[What is required] From the first line to the last, write out the data below exactly.

Input records START

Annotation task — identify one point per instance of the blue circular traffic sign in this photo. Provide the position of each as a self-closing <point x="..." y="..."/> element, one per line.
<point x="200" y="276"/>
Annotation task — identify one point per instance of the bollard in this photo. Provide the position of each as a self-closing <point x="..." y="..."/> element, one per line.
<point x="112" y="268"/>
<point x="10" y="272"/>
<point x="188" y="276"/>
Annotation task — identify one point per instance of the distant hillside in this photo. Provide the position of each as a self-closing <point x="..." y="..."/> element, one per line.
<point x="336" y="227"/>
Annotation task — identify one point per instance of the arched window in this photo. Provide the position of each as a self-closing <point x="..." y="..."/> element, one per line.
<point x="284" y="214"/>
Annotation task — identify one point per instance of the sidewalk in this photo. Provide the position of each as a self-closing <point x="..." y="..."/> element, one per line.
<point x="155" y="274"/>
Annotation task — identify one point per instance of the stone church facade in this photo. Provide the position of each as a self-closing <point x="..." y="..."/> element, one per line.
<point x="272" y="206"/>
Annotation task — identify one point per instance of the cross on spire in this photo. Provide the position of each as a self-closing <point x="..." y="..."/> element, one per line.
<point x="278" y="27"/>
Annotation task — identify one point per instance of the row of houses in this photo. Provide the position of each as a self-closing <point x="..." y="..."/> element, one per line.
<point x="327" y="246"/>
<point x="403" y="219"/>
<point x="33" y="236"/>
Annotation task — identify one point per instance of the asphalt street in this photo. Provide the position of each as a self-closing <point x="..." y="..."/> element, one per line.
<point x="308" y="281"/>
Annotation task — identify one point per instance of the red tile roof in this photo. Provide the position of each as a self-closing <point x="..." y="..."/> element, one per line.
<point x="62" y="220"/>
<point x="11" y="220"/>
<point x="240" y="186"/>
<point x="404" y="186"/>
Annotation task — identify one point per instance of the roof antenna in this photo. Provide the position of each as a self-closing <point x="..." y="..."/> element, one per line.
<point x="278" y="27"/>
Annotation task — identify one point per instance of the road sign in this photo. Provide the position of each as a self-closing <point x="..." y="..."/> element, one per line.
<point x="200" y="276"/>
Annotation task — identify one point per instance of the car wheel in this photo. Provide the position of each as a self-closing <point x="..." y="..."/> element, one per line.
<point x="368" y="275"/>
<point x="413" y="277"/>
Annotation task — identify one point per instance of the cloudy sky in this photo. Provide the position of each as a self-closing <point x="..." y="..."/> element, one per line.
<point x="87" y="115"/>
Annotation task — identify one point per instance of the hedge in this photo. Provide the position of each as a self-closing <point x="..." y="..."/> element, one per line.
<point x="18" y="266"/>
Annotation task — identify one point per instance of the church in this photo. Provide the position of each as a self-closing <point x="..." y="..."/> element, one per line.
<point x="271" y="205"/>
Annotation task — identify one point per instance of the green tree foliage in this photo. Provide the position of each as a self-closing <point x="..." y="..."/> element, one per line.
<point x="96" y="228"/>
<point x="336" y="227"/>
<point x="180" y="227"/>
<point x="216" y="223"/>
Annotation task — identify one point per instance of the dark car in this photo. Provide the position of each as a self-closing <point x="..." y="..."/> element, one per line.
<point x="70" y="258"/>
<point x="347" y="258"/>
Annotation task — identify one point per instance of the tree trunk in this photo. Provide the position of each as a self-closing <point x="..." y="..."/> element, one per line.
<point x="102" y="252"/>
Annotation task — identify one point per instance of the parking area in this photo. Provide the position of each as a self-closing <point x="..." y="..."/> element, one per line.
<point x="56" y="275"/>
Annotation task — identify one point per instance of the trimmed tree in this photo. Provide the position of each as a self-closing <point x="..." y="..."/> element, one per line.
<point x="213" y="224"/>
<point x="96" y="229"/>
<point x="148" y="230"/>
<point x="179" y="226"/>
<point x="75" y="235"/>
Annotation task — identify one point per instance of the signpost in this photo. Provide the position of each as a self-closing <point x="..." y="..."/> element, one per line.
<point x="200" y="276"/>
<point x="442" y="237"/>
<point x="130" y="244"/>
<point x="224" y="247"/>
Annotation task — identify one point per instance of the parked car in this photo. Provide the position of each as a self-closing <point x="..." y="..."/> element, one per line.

Input records END

[Task result]
Annotation task — identify one point per instance of the blue circular traffic sign in this photo. Provide the position of each as a self-closing <point x="..." y="..."/> element, one per line.
<point x="200" y="276"/>
Annotation task — identify one point per instance of the bollard in this photo. Provide the position of each as a self-closing <point x="..." y="..."/> element, one per line.
<point x="112" y="268"/>
<point x="10" y="272"/>
<point x="188" y="276"/>
Annotation task — identify one point per instance of the distant hillside in this photo. Provide the position of each as a self-closing <point x="..." y="..."/> element, one per line.
<point x="336" y="227"/>
Annotation task — identify one point per instance of the arched window in this photo. Provide the position of each as a self-closing <point x="..." y="..."/> element, one per line.
<point x="284" y="214"/>
Annotation task — identify one point per instance of the sidewalk in this photo. Provide the position of each as a self-closing <point x="..." y="..."/> element, one per line.
<point x="155" y="274"/>
Annotation task — identify one point per instance of the stone church facade in this photo. Provide the position of each as a self-closing <point x="..." y="..."/> element, one per line.
<point x="272" y="206"/>
Annotation task — identify one point per instance of the cross on spire in this photo. Provide the position of each as a self-closing <point x="..." y="..."/> element, one per line.
<point x="278" y="27"/>
Annotation task — identify one point per instance of the row of houses in this photo. Provide the position of each as a self-closing <point x="..." y="..."/> element, one per line.
<point x="327" y="246"/>
<point x="403" y="219"/>
<point x="33" y="236"/>
Annotation task — identify one point per instance of the asphalt street in this photo. Provide the position of each as a self-closing <point x="..." y="..."/> element, one per line.
<point x="308" y="281"/>
Annotation task — identify one point per instance of the red tile roof in this photo. Provide the position of each as a self-closing <point x="..." y="..."/> element, one per line.
<point x="62" y="220"/>
<point x="11" y="220"/>
<point x="240" y="186"/>
<point x="404" y="186"/>
Annotation task — identify one point per instance of the roof antenna in this photo. Provide the position of each as a self-closing <point x="..." y="..."/> element, one per line.
<point x="278" y="27"/>
Annotation task — identify one point per instance of the road sign in this photo. Provide the position of each as a self-closing <point x="..." y="..."/> element, one per line.
<point x="200" y="276"/>
Annotation task — identify one point per instance of the car wheel in this photo. Provide the position of each as a self-closing <point x="..." y="..."/> element, one per line.
<point x="368" y="275"/>
<point x="413" y="277"/>
Annotation task — identify one point per instance of the cloudy sky in this photo. Provide the position of each as a self-closing <point x="..." y="..."/> element, one per line.
<point x="87" y="115"/>
Annotation task — identify one point per instance of the hedge in this photo. Provide the position of each as a self-closing <point x="..." y="..."/> element, one per line.
<point x="18" y="266"/>
Annotation task — identify one point per instance of the church in this photo. Provide the position of each as a self-closing <point x="..." y="..."/> element, one per line.
<point x="271" y="205"/>
Annotation task — identify one point per instance of the green tree foliage in this photo. Provide the position of each as a self-closing <point x="..." y="..."/> element, one per line.
<point x="96" y="228"/>
<point x="336" y="227"/>
<point x="180" y="227"/>
<point x="216" y="223"/>
Annotation task — identify one point per instance of the dark car in this photo. Provide the position of each as a self-closing <point x="..." y="..."/> element, one per line.
<point x="70" y="258"/>
<point x="347" y="258"/>
Annotation task — identify one point per instance of the tree trunk in this photo. Provide the position of each as a self-closing <point x="..." y="..."/> element, one per line.
<point x="102" y="252"/>
Annotation task — identify one point per instance of the parking area in this photo. Provide the position of each as a self-closing <point x="..." y="..."/> element, one per line.
<point x="56" y="275"/>
Annotation task — identify one point per instance of the trimmed tree in this photo. Provide the position of each as a self-closing <point x="..." y="..."/> element, one per line.
<point x="213" y="224"/>
<point x="96" y="229"/>
<point x="148" y="230"/>
<point x="179" y="226"/>
<point x="75" y="235"/>
Annotation task — identify one point per instance of the signpost in this photo. Provide the position of each as a self-closing <point x="..." y="..."/> element, one per line.
<point x="200" y="276"/>
<point x="442" y="237"/>
<point x="130" y="244"/>
<point x="224" y="247"/>
Annotation task — identify one point per instance of the parked car in this photo. Provide the position of each as a self-closing <point x="..." y="..."/> element, one per line.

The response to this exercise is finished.